PAGE TEXT:
_ _ _ _ _ _ _

Why would an institution choose to refer an investigator for intensive professional remediation education rather than terminate employment? First, termination has downsides, including: The loss of an investigator in whom the institution, and often funding agencies, have heavily invested; the loss of research funding and oftentimes research staff working in the lab of the terminated investigator; and potential for legal actions. Second, remediation may present a reasonable way of achieving a variety of goals: preventing recidivism; restoring trust; and managing risk by having a reasonable response plan in place.
For physicians who experience lapses in professionalism in medical care, excellent remediation education programs exist. In these programs, participants meet in small groups for several days and engage in exercises that address some of the root causes of unprofessional behavior. Outcomes appear promising: Physicians demonstrate marked improvement in skills and peer evaluations on multiple behavioral measures. Until recently, no such program existed for researchers.
Moreover, a small but growing body of evidence gathered across the past two decades indicates that most current instruction programs in the responsible conduct of research (RCR) are not effective in improving ethical decision making or behavior; in fact, for reasons that are currently poorly understood, RCR training may be associated with worse professional behavior.

_ _ _ _ _ _ _

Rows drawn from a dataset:
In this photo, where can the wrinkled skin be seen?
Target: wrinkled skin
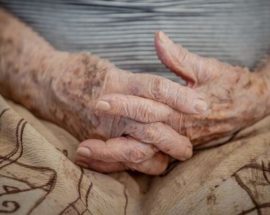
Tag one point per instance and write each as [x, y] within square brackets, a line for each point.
[236, 97]
[134, 121]
[65, 88]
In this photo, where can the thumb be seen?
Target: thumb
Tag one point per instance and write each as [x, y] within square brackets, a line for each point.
[192, 68]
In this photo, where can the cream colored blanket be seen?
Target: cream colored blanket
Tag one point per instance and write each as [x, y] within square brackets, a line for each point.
[37, 175]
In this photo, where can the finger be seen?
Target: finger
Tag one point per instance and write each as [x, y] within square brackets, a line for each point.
[191, 67]
[134, 107]
[153, 166]
[121, 149]
[160, 89]
[163, 137]
[101, 166]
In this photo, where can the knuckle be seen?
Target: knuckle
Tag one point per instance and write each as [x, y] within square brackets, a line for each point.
[157, 88]
[136, 156]
[150, 133]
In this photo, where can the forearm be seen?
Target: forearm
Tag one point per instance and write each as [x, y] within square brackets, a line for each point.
[25, 60]
[46, 81]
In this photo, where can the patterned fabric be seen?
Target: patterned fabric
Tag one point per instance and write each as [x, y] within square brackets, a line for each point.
[38, 177]
[236, 31]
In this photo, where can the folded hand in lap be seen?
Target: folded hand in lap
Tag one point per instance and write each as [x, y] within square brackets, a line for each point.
[236, 98]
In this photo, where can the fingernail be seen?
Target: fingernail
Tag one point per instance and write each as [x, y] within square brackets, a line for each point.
[188, 153]
[82, 164]
[83, 151]
[102, 105]
[201, 106]
[162, 37]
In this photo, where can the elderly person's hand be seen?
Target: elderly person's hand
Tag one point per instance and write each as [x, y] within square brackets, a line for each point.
[236, 97]
[68, 89]
[80, 88]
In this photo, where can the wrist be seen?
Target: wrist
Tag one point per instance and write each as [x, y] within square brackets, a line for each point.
[77, 81]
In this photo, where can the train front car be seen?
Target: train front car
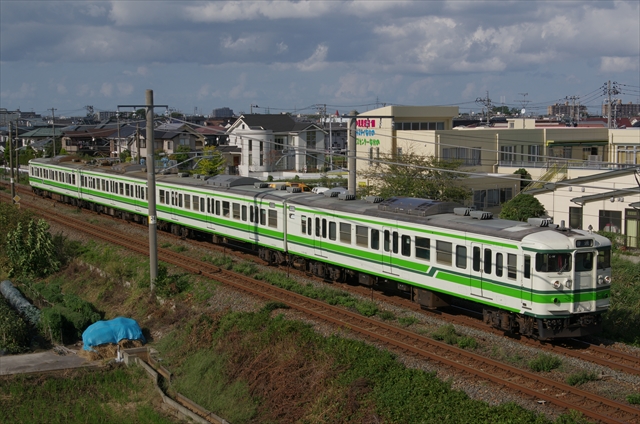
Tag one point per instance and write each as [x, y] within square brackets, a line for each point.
[570, 282]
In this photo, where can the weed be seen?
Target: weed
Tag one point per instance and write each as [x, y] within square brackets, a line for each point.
[544, 362]
[581, 378]
[407, 321]
[387, 316]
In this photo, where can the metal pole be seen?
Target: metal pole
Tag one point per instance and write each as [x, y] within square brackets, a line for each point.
[151, 185]
[351, 143]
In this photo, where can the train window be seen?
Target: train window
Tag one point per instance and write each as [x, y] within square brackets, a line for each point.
[345, 232]
[333, 230]
[423, 248]
[375, 239]
[487, 261]
[225, 209]
[406, 246]
[444, 253]
[553, 262]
[499, 264]
[362, 236]
[584, 261]
[604, 258]
[273, 218]
[512, 266]
[476, 258]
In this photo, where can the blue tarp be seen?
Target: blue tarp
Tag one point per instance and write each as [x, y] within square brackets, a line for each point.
[112, 331]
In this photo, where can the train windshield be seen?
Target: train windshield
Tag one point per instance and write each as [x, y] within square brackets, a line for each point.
[584, 261]
[604, 258]
[553, 262]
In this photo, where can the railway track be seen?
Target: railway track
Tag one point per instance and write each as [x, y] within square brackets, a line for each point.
[458, 360]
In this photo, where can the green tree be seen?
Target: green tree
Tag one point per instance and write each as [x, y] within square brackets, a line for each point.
[212, 162]
[521, 208]
[414, 175]
[30, 250]
[181, 153]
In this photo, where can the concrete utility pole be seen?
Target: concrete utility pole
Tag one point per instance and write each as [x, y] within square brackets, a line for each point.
[53, 126]
[151, 187]
[13, 187]
[351, 144]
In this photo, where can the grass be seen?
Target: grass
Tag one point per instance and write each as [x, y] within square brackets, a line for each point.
[544, 362]
[580, 378]
[257, 367]
[120, 395]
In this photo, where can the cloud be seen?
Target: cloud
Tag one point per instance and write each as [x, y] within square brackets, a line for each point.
[106, 89]
[619, 64]
[316, 61]
[26, 91]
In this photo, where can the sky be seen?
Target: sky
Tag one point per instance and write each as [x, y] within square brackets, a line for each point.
[297, 56]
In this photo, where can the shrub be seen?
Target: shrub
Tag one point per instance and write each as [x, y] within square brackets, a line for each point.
[544, 362]
[581, 378]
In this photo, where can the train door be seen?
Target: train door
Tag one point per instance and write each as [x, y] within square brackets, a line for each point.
[482, 269]
[319, 234]
[389, 249]
[526, 279]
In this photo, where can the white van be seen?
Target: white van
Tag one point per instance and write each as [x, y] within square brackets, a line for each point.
[319, 190]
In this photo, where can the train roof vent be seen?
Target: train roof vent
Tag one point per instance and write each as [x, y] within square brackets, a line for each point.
[335, 191]
[346, 196]
[462, 211]
[373, 199]
[539, 222]
[416, 206]
[480, 215]
[227, 181]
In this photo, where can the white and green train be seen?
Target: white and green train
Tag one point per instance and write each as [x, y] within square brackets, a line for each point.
[537, 278]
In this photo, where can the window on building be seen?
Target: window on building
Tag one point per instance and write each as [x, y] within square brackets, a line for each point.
[575, 218]
[610, 221]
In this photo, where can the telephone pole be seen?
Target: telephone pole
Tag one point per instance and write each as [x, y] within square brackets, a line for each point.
[53, 126]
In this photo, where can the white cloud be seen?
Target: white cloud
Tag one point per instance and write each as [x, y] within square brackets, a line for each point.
[619, 64]
[106, 89]
[124, 89]
[316, 61]
[26, 91]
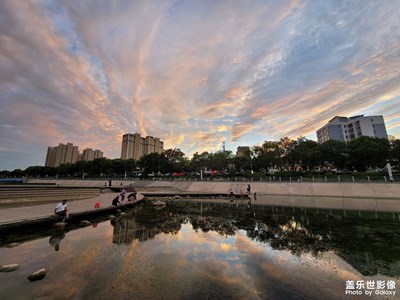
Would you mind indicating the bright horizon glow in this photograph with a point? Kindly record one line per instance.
(193, 73)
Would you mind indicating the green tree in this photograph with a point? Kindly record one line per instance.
(365, 152)
(334, 153)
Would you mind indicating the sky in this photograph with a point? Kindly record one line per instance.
(193, 73)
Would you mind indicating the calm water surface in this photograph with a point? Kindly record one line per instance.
(207, 251)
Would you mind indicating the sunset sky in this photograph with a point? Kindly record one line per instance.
(194, 73)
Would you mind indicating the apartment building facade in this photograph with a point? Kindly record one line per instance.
(61, 154)
(134, 146)
(69, 154)
(89, 154)
(346, 129)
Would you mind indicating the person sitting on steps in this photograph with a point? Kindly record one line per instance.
(61, 209)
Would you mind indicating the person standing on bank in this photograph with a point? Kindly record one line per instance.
(61, 209)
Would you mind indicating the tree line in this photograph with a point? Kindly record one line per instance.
(285, 155)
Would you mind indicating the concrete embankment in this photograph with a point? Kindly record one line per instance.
(352, 196)
(26, 216)
(339, 189)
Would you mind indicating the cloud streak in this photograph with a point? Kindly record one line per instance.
(192, 73)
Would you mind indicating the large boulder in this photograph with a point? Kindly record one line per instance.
(38, 275)
(85, 223)
(9, 268)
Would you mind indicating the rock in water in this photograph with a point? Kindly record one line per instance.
(60, 224)
(9, 268)
(84, 223)
(38, 275)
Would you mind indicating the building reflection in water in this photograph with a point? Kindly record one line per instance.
(126, 230)
(371, 243)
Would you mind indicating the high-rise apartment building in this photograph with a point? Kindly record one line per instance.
(69, 154)
(241, 150)
(90, 154)
(346, 129)
(134, 146)
(62, 154)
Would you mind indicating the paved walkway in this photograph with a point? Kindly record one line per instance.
(15, 214)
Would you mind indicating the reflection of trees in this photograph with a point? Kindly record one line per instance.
(371, 246)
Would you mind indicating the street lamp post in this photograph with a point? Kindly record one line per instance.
(389, 171)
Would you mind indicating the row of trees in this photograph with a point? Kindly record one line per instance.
(286, 154)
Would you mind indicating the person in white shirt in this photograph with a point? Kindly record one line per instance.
(61, 209)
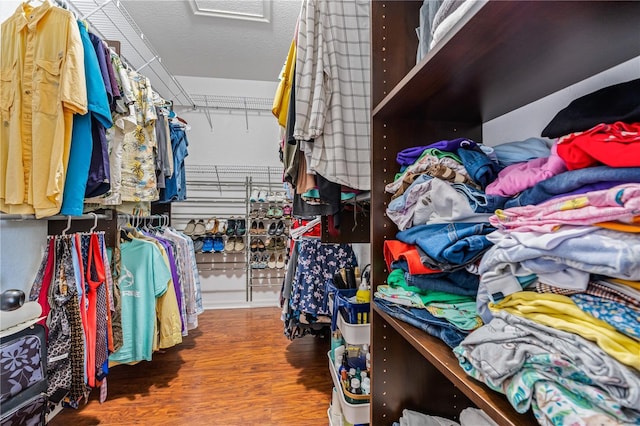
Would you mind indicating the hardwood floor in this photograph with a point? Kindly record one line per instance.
(237, 368)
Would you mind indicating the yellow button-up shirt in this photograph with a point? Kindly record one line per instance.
(42, 84)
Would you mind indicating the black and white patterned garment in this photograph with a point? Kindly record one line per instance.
(317, 263)
(61, 292)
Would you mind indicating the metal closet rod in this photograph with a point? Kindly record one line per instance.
(129, 20)
(18, 217)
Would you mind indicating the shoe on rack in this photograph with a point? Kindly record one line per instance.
(218, 244)
(231, 227)
(241, 227)
(269, 213)
(199, 228)
(222, 227)
(191, 226)
(211, 227)
(197, 245)
(272, 228)
(280, 244)
(230, 245)
(207, 246)
(277, 212)
(271, 263)
(270, 245)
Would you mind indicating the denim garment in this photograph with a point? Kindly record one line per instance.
(478, 200)
(572, 180)
(408, 156)
(456, 243)
(176, 185)
(482, 170)
(420, 318)
(460, 282)
(427, 261)
(521, 151)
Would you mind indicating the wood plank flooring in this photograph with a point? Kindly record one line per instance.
(237, 368)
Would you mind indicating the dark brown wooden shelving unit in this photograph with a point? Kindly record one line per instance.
(502, 55)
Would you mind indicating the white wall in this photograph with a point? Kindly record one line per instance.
(236, 139)
(530, 120)
(21, 242)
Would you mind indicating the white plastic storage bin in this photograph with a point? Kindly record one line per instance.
(353, 413)
(354, 334)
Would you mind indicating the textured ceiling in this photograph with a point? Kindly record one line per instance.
(237, 39)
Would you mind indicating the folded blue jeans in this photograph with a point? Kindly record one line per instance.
(478, 200)
(455, 243)
(408, 156)
(572, 180)
(480, 167)
(422, 319)
(460, 282)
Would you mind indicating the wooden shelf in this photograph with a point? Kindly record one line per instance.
(505, 54)
(500, 56)
(443, 359)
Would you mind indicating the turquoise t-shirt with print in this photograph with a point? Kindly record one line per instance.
(144, 275)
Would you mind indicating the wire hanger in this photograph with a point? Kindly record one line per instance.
(64, 231)
(95, 222)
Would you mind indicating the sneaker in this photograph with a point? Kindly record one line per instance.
(207, 246)
(191, 226)
(241, 227)
(199, 228)
(211, 227)
(222, 227)
(230, 245)
(273, 228)
(218, 244)
(197, 245)
(239, 244)
(262, 263)
(231, 227)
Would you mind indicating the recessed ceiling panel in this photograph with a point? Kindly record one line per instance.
(249, 10)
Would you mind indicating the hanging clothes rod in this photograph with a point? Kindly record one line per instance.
(111, 21)
(96, 10)
(18, 217)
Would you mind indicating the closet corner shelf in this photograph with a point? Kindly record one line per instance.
(442, 357)
(478, 69)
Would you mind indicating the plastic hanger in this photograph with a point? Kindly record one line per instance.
(95, 222)
(64, 231)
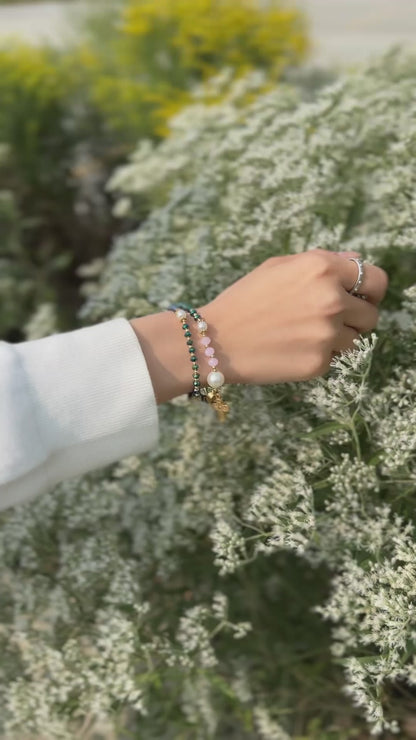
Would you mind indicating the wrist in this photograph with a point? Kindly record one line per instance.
(162, 344)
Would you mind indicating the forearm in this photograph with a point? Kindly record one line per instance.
(164, 348)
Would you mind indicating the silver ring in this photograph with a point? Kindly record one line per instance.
(360, 277)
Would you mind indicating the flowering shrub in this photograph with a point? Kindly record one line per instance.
(69, 117)
(235, 581)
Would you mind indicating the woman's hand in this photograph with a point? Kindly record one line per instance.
(286, 319)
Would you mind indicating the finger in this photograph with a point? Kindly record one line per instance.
(345, 339)
(375, 280)
(360, 315)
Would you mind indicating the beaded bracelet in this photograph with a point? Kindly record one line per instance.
(215, 379)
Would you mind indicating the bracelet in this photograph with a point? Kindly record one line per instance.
(215, 379)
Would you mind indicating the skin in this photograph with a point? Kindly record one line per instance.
(283, 321)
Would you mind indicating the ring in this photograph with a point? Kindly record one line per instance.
(360, 277)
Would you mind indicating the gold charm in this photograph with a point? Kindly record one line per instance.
(221, 407)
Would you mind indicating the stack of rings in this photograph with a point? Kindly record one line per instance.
(360, 278)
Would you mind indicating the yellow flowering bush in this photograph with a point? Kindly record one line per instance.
(163, 47)
(69, 117)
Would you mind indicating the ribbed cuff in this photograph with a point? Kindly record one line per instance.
(92, 399)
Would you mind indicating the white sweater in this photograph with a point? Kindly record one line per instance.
(71, 403)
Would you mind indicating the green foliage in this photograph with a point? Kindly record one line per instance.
(69, 117)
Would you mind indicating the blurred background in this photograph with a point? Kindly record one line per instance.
(82, 83)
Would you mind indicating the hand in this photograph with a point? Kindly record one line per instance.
(286, 319)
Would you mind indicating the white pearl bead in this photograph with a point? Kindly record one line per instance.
(215, 379)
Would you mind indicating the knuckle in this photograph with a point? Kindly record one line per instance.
(331, 300)
(373, 321)
(383, 279)
(325, 332)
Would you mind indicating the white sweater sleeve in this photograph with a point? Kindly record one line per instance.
(70, 403)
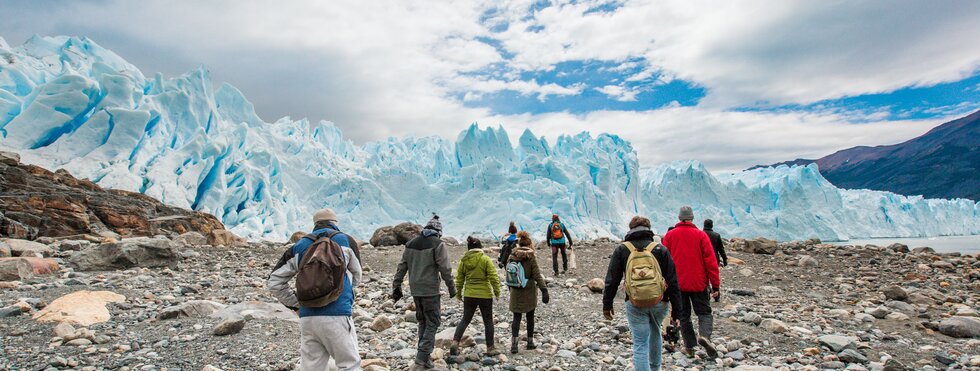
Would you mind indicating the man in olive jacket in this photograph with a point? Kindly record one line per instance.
(425, 259)
(644, 323)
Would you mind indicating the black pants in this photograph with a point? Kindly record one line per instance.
(701, 303)
(469, 309)
(515, 326)
(555, 248)
(427, 312)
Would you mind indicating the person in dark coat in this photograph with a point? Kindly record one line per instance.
(523, 300)
(507, 242)
(716, 242)
(645, 323)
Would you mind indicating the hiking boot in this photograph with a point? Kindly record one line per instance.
(491, 352)
(708, 347)
(689, 353)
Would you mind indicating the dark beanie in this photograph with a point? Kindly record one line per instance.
(639, 221)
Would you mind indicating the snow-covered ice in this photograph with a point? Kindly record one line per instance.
(68, 103)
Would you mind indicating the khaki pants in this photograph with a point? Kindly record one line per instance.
(325, 337)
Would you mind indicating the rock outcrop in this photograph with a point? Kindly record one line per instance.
(38, 202)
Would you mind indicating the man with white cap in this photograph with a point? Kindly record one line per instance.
(325, 331)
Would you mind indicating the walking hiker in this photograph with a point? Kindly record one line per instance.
(326, 270)
(425, 260)
(508, 242)
(651, 284)
(557, 235)
(477, 280)
(716, 242)
(524, 279)
(697, 271)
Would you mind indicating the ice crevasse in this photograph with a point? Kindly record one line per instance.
(66, 102)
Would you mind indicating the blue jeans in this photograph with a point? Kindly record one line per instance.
(647, 337)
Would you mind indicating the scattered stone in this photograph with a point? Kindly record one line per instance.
(229, 326)
(224, 237)
(192, 238)
(895, 292)
(852, 356)
(83, 308)
(960, 327)
(128, 253)
(192, 309)
(837, 343)
(761, 246)
(380, 323)
(774, 326)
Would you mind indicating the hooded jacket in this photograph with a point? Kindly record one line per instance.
(477, 276)
(718, 245)
(525, 299)
(425, 259)
(693, 256)
(642, 238)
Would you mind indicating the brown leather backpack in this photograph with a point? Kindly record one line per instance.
(320, 277)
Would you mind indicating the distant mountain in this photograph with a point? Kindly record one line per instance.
(943, 163)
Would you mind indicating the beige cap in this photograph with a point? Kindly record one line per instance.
(325, 214)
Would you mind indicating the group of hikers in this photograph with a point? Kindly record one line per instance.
(681, 270)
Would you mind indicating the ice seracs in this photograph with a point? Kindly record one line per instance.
(66, 102)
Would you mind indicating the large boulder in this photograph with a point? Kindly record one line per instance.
(42, 203)
(761, 246)
(27, 248)
(224, 237)
(83, 308)
(15, 269)
(837, 343)
(128, 253)
(405, 232)
(384, 236)
(192, 238)
(960, 327)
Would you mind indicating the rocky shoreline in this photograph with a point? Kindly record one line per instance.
(183, 304)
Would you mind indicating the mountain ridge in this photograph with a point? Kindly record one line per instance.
(942, 163)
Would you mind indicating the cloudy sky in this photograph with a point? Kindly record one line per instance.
(729, 83)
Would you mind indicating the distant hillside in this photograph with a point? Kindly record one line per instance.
(943, 163)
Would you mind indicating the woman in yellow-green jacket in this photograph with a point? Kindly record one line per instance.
(477, 280)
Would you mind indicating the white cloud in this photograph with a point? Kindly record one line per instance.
(387, 68)
(619, 93)
(765, 51)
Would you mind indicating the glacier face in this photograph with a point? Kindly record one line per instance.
(69, 103)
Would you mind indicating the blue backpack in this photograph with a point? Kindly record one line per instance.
(515, 275)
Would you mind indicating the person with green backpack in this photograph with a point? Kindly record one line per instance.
(478, 282)
(523, 278)
(650, 285)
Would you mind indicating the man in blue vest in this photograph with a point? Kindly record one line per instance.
(325, 332)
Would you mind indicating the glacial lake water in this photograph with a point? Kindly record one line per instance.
(960, 244)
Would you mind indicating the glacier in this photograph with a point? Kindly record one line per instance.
(67, 103)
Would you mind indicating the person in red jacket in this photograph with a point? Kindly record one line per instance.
(697, 271)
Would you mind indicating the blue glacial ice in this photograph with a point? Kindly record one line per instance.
(68, 103)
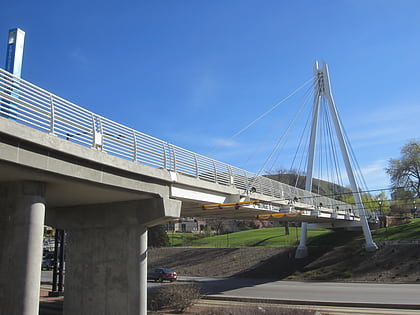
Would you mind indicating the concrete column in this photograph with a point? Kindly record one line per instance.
(302, 250)
(106, 254)
(22, 211)
(104, 271)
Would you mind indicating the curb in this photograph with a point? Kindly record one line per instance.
(319, 303)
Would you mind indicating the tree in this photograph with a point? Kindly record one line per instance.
(405, 172)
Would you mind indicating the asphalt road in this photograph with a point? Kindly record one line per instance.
(392, 295)
(322, 293)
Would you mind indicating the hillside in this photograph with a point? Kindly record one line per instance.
(347, 261)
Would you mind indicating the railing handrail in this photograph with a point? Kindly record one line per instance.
(50, 113)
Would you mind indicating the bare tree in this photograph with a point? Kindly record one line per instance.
(405, 171)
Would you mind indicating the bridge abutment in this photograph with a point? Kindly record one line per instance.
(106, 254)
(21, 231)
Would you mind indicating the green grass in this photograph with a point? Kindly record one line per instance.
(268, 237)
(272, 237)
(407, 231)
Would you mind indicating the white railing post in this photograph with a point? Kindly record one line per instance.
(97, 136)
(135, 147)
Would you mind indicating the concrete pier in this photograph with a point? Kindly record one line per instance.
(22, 211)
(106, 254)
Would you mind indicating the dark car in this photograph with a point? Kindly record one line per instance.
(160, 274)
(47, 264)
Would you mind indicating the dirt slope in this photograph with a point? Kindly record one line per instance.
(391, 263)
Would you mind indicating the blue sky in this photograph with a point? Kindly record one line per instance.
(194, 73)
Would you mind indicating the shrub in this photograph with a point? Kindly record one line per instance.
(176, 296)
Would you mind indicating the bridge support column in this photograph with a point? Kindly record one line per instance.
(21, 230)
(106, 254)
(302, 250)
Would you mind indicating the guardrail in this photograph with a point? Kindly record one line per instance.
(28, 104)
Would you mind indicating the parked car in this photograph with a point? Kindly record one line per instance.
(160, 274)
(47, 264)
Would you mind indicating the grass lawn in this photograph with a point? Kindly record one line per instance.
(407, 231)
(267, 237)
(272, 237)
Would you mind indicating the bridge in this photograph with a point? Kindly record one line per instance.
(105, 184)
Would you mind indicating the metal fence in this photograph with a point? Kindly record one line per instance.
(28, 104)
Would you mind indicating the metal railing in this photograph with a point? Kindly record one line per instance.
(28, 104)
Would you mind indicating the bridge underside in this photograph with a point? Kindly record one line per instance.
(105, 204)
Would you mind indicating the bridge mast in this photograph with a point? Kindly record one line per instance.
(14, 59)
(323, 88)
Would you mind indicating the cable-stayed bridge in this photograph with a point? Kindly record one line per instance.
(29, 105)
(105, 183)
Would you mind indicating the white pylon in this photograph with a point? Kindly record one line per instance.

_ _ _ _ _ _ _

EXERCISE BRIEF: Copy the text on research remediation from "For physicians who" to "existed for researchers.".

EXERCISE OUTPUT:
For physicians who experience lapses in professionalism in medical care, excellent remediation education programs exist. In these programs, participants meet in small groups for several days and engage in exercises that address some of the root causes of unprofessional behavior. Outcomes appear promising: Physicians demonstrate marked improvement in skills and peer evaluations on multiple behavioral measures. Until recently, no such program existed for researchers.